Representing Lives was a conference that took place in July 1997. The theme explored the multiplicity of women’s identities through the medium of writing biographies and autobiographies, and was funded by the English and Media Studies department at Nottingham Trent University (NTU).
Alongside the conference was an exhibition at Bonington Gallery titled Representing Lives, curated by Pauline Lucas. The exhibition showed four artists, who responded to an open-call which mirrored the themes of the conference, and showcased a mixture of sculpture, painting, photography, and fashion works. The motivation was to examine different perceptions of women in fact and fiction to create a female space within the gallery. To explore this idea, the exhibition featured Hilary Cartmel, Lubaina Himid, Sonia Lawson, and Denise Weston – a mixture of established artists and NTU graduates. Denise Weston studied alongside Donald Rodney, who is the focus of our Bonington Vitrines #25 exhibition.
In addition to the exhibition, Representing Lives was one of the first exhibitions to be documented on Bonington Gallery’s new website. The show lasted for a month in the physical space, but its legacy remained for much longer due to its online presence. In the words of exhibition organiser, Stella Couloutbanis, it was a show “enjoyed by visitors, and computer buffs!”.
On display in the Bonington Archive Cabinet (which can be found in the foyer space outside our main gallery) is the original exhibition proposal by Pauline Lucas, a call for papers for the conference, a memorandum from Stella Couloutbanis to Nick Freestone, a postcard from Pauline Lucas, and images from the original exhibition.
Curated by Alex Jovčić-Sas
Hilary Cartmel graduated from Nottingham Trent Polytechnic in 1980 with a degree in Sculpture. Hilary’s juggler series created out of her customary medium of steel, represents the chaos of modern life. ‘The Clumsy Juggler’ is an androgynous figure which suggests the turmoil of coping with the demands of children, running a busy household whilst pursuing a career.
Hilary has produced sculpture for exhibitions and has shown her work in galleries all over the UK. She has exhibited many pieces of public sculpture on the street, including Carmen which resides outside Nottingham’s Theatre Royal. Hilary has recently completed the gates to the Nottingham Fashion Centre on Convent Street and has produced 27 screens for Rotherham’s Transport Interchange as part of the Interchange’s upgrading.
Denise Weston graduated with an honours degree in Fine Art. She then took an MA in Fine Art at the former Birmingham Polytechnic. Denise currently teaches at Basford Hall College in Nottingham and is a visiting lecturer at NTU. She has exhibited across the country since graduating and is proactive in nurturing artistic talent in Nottingham, notably, by helping to co-ordinate the ‘Oldknows Gallery Exhibitions’ from 1988 – 1993.

§ **ENTRIES PROVIDED**

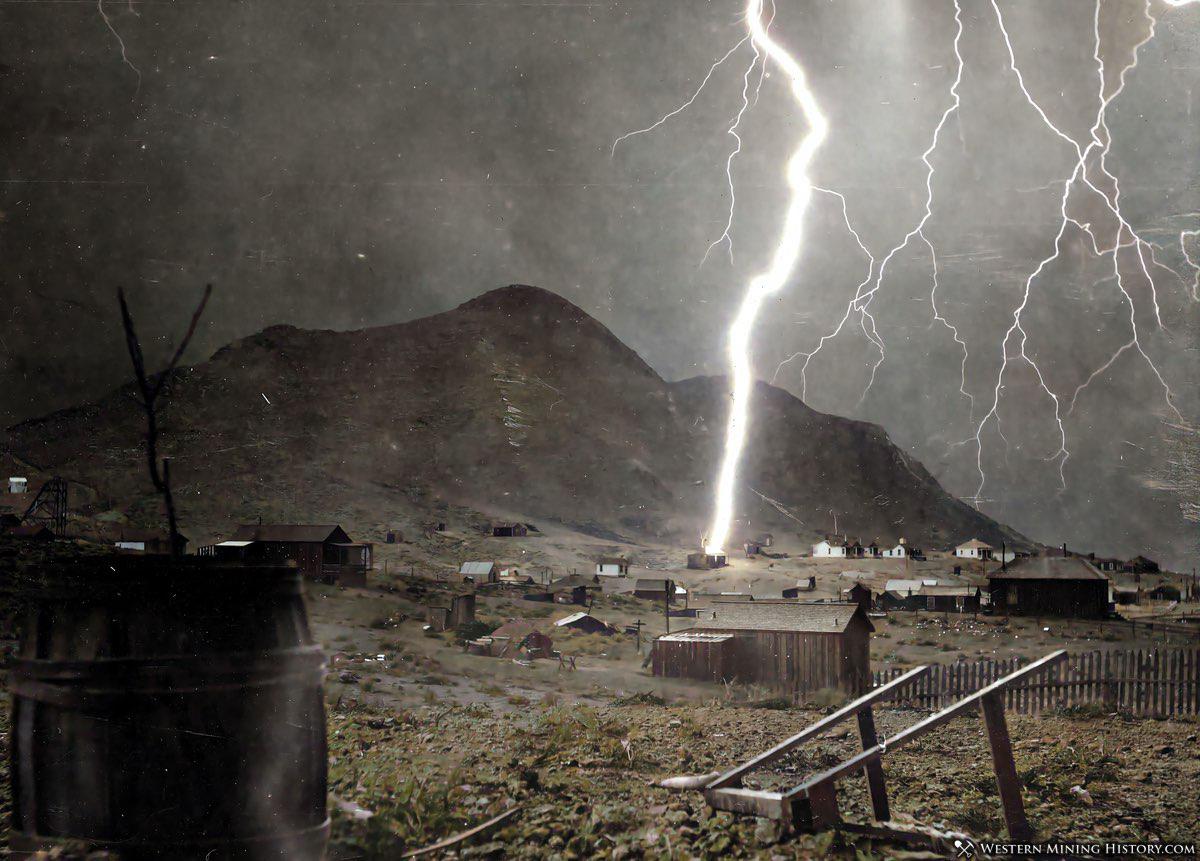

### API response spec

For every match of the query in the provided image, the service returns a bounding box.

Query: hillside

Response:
[4,285,1027,547]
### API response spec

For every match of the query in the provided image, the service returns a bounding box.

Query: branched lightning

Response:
[608,36,750,158]
[772,0,974,411]
[973,0,1183,500]
[96,0,142,98]
[612,0,1200,553]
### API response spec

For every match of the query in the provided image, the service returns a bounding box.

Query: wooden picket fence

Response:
[872,646,1200,717]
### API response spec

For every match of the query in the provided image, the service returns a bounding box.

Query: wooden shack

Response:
[988,556,1110,619]
[919,584,983,613]
[688,550,728,571]
[652,601,875,693]
[200,523,374,586]
[492,523,529,538]
[634,578,674,601]
[650,630,737,682]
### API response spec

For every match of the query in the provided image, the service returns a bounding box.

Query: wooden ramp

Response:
[704,650,1067,841]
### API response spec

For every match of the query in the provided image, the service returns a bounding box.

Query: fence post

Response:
[982,693,1033,841]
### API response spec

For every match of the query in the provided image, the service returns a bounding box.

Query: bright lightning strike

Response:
[704,0,828,553]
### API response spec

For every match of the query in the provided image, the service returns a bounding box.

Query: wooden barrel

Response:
[8,556,329,861]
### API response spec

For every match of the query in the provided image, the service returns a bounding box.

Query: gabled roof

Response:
[692,601,875,633]
[988,556,1109,580]
[954,538,995,550]
[919,586,979,597]
[596,556,629,567]
[655,631,733,643]
[546,574,604,592]
[883,577,937,595]
[229,523,350,544]
[634,578,671,592]
[554,612,612,628]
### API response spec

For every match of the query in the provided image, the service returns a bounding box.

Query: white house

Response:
[812,538,846,559]
[596,556,629,577]
[458,562,498,585]
[954,538,992,559]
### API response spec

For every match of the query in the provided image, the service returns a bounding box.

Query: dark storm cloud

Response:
[0,0,1200,573]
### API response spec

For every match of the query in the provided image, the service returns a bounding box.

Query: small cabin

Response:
[919,585,983,613]
[596,556,629,577]
[200,523,374,586]
[554,613,617,637]
[650,601,875,693]
[988,556,1110,619]
[492,523,529,538]
[458,562,500,586]
[688,550,728,571]
[812,538,850,559]
[954,538,995,560]
[113,529,187,555]
[634,578,676,601]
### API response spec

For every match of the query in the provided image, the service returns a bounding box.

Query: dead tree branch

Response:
[116,284,212,559]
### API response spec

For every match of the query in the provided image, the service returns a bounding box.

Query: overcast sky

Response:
[0,0,1200,567]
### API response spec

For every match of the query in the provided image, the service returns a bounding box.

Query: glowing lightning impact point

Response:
[704,0,828,553]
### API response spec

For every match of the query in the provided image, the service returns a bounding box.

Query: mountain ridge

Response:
[4,284,1031,554]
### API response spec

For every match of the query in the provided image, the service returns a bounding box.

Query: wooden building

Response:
[492,523,529,538]
[688,550,728,571]
[988,556,1111,619]
[113,526,187,555]
[596,556,629,577]
[554,613,617,637]
[634,578,674,601]
[546,574,601,607]
[784,576,817,598]
[841,583,871,613]
[954,538,996,560]
[652,601,875,693]
[458,561,500,586]
[200,523,373,586]
[918,584,983,613]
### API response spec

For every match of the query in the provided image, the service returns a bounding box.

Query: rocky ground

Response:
[319,696,1200,861]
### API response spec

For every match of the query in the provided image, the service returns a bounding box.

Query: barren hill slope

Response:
[5,285,1027,554]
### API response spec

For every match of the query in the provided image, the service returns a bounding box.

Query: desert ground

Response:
[0,529,1200,861]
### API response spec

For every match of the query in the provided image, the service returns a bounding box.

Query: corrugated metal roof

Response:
[658,631,733,643]
[694,601,860,633]
[883,579,937,595]
[955,538,992,550]
[634,579,671,592]
[920,586,979,597]
[229,523,350,544]
[988,556,1109,580]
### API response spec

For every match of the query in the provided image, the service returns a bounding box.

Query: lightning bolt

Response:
[772,0,974,415]
[96,0,142,98]
[704,0,828,553]
[972,0,1192,500]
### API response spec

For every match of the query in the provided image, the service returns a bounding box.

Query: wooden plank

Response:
[704,787,791,820]
[983,693,1033,841]
[708,666,929,789]
[858,709,892,823]
[808,781,840,830]
[784,649,1067,799]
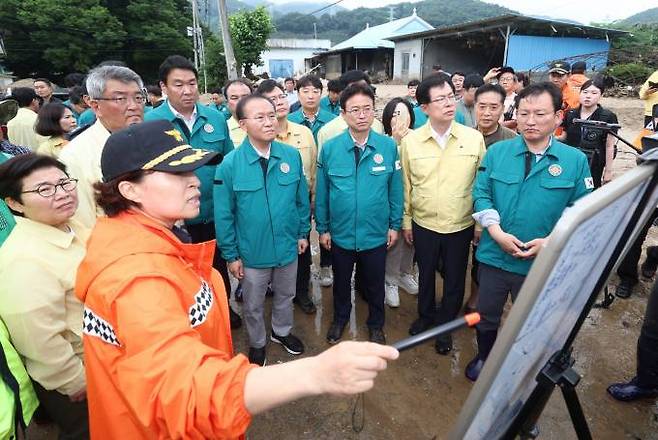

§ **THE REQUEST**
Write out the passage of the Representing Lives text from "Hilary has produced" to "the Interchange’s upgrading.", word for word. The items have nothing to do with the Representing Lives text.

§ **PROBLEM SOLUTION**
Hilary has produced sculpture for exhibitions and has shown her work in galleries all over the UK. She has exhibited many pieces of public sculpture on the street, including Carmen which resides outside Nottingham’s Theatre Royal. Hilary has recently completed the gates to the Nottingham Fashion Centre on Convent Street and has produced 27 screens for Rotherham’s Transport Interchange as part of the Interchange’s upgrading.